------ Available data

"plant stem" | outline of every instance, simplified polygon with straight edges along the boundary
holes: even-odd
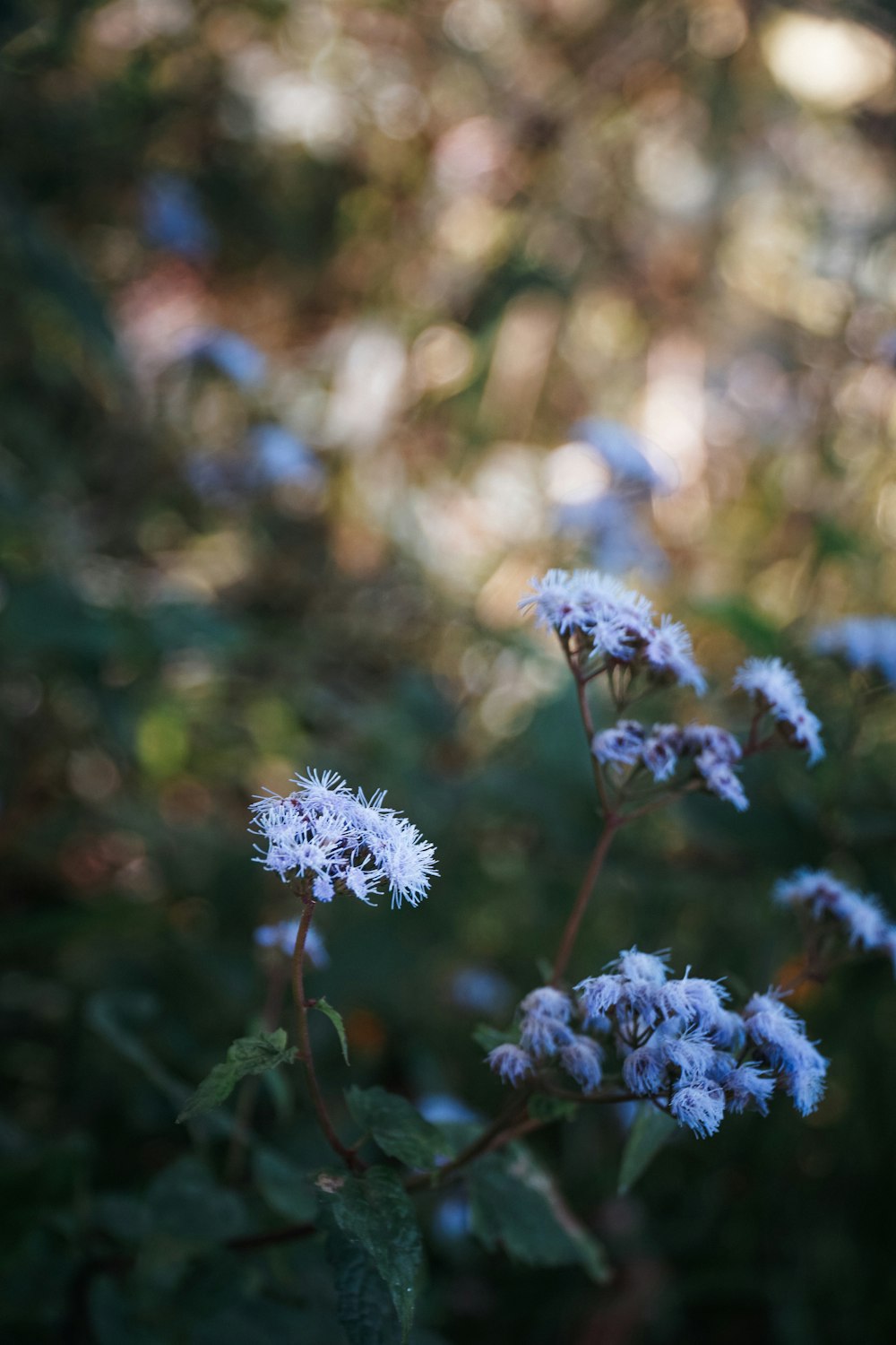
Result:
[[[594,885],[598,881],[603,868],[603,861],[607,857],[613,838],[621,824],[622,819],[614,814],[610,814],[603,823],[603,831],[600,833],[598,843],[594,847],[591,862],[588,863],[584,878],[582,880],[582,886],[579,888],[575,904],[570,912],[570,919],[566,923],[563,937],[560,939],[560,947],[557,948],[557,955],[553,960],[553,974],[551,976],[551,982],[555,986],[563,978],[570,958],[572,956],[572,948],[579,933],[579,925],[582,924],[582,919],[591,898]]]
[[[317,1083],[317,1073],[314,1072],[314,1057],[312,1054],[312,1040],[308,1030],[308,1001],[305,999],[305,940],[308,939],[308,931],[312,924],[312,916],[314,915],[316,902],[302,894],[304,909],[302,919],[298,923],[298,933],[296,935],[296,948],[293,950],[293,998],[296,999],[296,1028],[298,1032],[298,1059],[305,1067],[305,1077],[308,1080],[308,1091],[312,1095],[312,1104],[314,1112],[317,1114],[317,1120],[324,1131],[328,1145],[333,1153],[348,1163],[353,1171],[363,1171],[365,1163],[359,1158],[359,1155],[348,1149],[343,1141],[336,1134],[333,1122],[326,1111],[326,1103]]]
[[[520,1134],[520,1123],[528,1130],[536,1130],[537,1126],[544,1124],[539,1120],[537,1126],[531,1124],[532,1118],[520,1122],[520,1114],[525,1110],[525,1104],[532,1093],[531,1088],[524,1088],[519,1092],[509,1103],[504,1111],[498,1112],[490,1126],[477,1135],[466,1149],[462,1149],[457,1158],[445,1163],[442,1167],[437,1167],[434,1173],[414,1173],[404,1182],[406,1190],[422,1190],[430,1186],[441,1186],[445,1181],[451,1178],[455,1171],[472,1163],[474,1158],[480,1158],[482,1154],[490,1153],[493,1149],[500,1149],[502,1145],[510,1142],[517,1134]]]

------------

Exercise brief
Turn every line of the records above into a numbered list, skipping any blank lines. Leave the pictures out of your answer.

Answer to this exercise
1. "plant stem" | outline of every instance, simplified polygon with straight edges along the boundary
2. holes: even-odd
3. Result:
4. [[[594,885],[598,881],[603,868],[603,861],[607,857],[613,838],[621,824],[622,819],[614,814],[610,814],[603,823],[603,831],[600,833],[598,843],[594,847],[591,862],[588,863],[584,878],[582,880],[582,886],[579,888],[575,904],[570,912],[570,919],[566,923],[563,937],[560,939],[560,947],[557,948],[557,955],[553,960],[553,974],[551,976],[551,982],[555,986],[563,978],[570,958],[572,956],[572,948],[579,933],[579,925],[582,924],[582,919],[591,898]]]
5. [[[317,1083],[317,1073],[314,1072],[314,1057],[312,1054],[312,1040],[308,1030],[308,1001],[305,999],[305,940],[308,939],[308,931],[312,924],[312,916],[314,915],[316,902],[302,894],[304,909],[302,919],[298,923],[298,933],[296,935],[296,948],[293,950],[293,998],[296,999],[296,1028],[298,1032],[298,1059],[305,1067],[305,1077],[308,1080],[308,1091],[312,1095],[312,1104],[314,1112],[317,1114],[317,1120],[324,1131],[328,1145],[333,1153],[348,1163],[353,1171],[363,1171],[365,1163],[359,1158],[359,1155],[348,1149],[343,1141],[336,1134],[333,1122],[326,1111],[326,1103]]]
6. [[[520,1134],[520,1123],[528,1130],[536,1130],[537,1126],[544,1124],[539,1120],[537,1126],[531,1124],[532,1118],[520,1122],[520,1114],[525,1110],[525,1104],[532,1093],[531,1088],[524,1088],[519,1092],[509,1103],[504,1111],[498,1112],[490,1126],[477,1135],[466,1149],[462,1149],[457,1158],[445,1163],[442,1167],[437,1167],[434,1173],[414,1173],[404,1182],[406,1190],[422,1190],[430,1186],[441,1186],[445,1181],[451,1178],[455,1171],[472,1163],[474,1158],[480,1158],[482,1154],[490,1153],[493,1149],[500,1149],[502,1145],[510,1142],[517,1134]]]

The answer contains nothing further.